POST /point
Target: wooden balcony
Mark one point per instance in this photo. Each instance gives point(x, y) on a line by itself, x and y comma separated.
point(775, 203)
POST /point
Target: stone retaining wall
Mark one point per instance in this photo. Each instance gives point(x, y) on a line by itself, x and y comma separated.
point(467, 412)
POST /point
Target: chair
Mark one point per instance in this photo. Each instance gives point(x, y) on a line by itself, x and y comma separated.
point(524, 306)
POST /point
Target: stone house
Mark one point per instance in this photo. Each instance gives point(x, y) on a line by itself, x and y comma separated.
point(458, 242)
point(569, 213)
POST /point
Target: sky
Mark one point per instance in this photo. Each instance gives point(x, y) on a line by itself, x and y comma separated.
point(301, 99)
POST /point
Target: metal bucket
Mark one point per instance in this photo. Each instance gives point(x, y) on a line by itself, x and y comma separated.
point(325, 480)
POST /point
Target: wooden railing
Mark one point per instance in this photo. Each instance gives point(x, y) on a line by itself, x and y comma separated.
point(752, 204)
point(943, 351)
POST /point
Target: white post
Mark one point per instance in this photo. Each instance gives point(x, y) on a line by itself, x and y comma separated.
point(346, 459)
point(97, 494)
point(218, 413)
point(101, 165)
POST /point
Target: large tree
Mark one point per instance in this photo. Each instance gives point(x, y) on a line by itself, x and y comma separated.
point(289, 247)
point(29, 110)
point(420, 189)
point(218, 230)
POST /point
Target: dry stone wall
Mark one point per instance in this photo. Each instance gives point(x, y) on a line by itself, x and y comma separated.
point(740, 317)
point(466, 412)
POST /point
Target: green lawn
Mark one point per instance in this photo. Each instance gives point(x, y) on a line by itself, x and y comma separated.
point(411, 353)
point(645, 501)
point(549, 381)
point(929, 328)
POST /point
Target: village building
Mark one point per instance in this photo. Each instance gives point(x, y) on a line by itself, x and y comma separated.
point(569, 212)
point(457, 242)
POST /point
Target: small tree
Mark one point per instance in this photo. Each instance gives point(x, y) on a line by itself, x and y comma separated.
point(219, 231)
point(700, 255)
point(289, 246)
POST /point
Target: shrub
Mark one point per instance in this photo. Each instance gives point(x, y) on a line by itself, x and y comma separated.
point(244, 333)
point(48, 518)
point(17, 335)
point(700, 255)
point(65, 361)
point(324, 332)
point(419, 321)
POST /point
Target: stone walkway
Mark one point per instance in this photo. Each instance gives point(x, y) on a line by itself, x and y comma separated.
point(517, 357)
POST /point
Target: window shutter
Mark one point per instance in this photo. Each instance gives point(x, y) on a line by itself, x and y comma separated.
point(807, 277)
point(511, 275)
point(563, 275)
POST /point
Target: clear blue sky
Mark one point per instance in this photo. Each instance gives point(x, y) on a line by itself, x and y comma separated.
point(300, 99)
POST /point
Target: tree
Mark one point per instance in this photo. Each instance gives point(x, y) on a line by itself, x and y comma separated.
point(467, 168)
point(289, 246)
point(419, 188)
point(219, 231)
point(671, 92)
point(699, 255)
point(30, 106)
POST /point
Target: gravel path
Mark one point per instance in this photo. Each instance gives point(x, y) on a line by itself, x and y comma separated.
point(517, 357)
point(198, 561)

—————

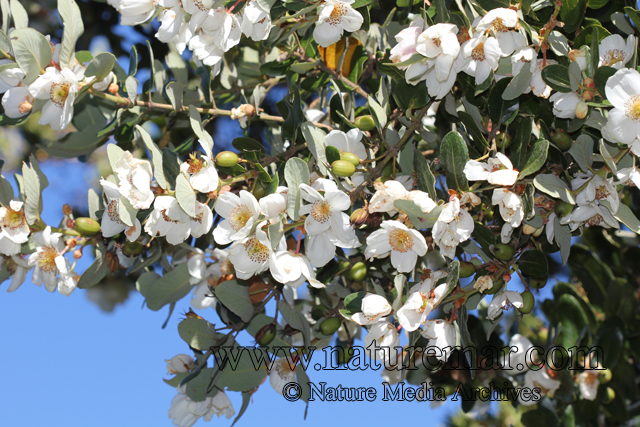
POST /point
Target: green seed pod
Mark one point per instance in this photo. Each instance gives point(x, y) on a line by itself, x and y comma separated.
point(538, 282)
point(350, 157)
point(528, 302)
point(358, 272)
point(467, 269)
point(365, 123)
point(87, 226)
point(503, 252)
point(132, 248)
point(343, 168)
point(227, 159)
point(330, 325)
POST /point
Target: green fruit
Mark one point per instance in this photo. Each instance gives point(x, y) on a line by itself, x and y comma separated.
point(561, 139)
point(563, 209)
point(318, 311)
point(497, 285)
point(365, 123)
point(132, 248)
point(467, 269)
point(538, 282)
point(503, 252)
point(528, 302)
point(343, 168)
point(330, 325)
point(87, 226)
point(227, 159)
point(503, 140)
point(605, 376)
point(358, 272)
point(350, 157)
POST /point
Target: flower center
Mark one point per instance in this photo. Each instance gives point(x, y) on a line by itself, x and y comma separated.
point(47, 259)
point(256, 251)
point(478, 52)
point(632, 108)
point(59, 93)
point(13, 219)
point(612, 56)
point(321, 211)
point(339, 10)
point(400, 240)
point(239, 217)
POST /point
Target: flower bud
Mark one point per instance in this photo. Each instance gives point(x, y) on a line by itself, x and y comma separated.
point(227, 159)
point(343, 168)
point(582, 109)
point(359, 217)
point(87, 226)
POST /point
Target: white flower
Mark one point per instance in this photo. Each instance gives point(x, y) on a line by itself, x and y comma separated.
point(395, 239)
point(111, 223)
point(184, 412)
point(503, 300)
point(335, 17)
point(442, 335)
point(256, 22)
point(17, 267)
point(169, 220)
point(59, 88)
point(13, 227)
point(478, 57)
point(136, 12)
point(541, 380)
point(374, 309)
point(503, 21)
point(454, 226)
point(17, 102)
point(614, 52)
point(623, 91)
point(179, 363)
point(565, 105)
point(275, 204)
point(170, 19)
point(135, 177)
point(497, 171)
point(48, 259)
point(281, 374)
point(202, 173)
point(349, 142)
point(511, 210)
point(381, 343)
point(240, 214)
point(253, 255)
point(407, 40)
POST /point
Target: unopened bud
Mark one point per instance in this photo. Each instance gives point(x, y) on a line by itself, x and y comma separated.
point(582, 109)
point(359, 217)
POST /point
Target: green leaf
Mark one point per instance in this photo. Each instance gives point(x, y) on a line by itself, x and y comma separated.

—————

Could you reproduce exactly the lines of the entries above, from the one with "Target: dry stone wall" through the one with "Target: village building", and nothing else?

=== Your response ===
Target: dry stone wall
Mark one point per instance in this photo. Each instance gives point(x, y) on a line by itself, x and y comma separated.
point(740, 317)
point(466, 412)
POST /point
Target: green lawn
Mark one point per instance in this photo. Each instance gives point(x, y) on a line by itself, x and y comma separated.
point(411, 353)
point(645, 501)
point(549, 381)
point(929, 328)
POST /point
Target: village building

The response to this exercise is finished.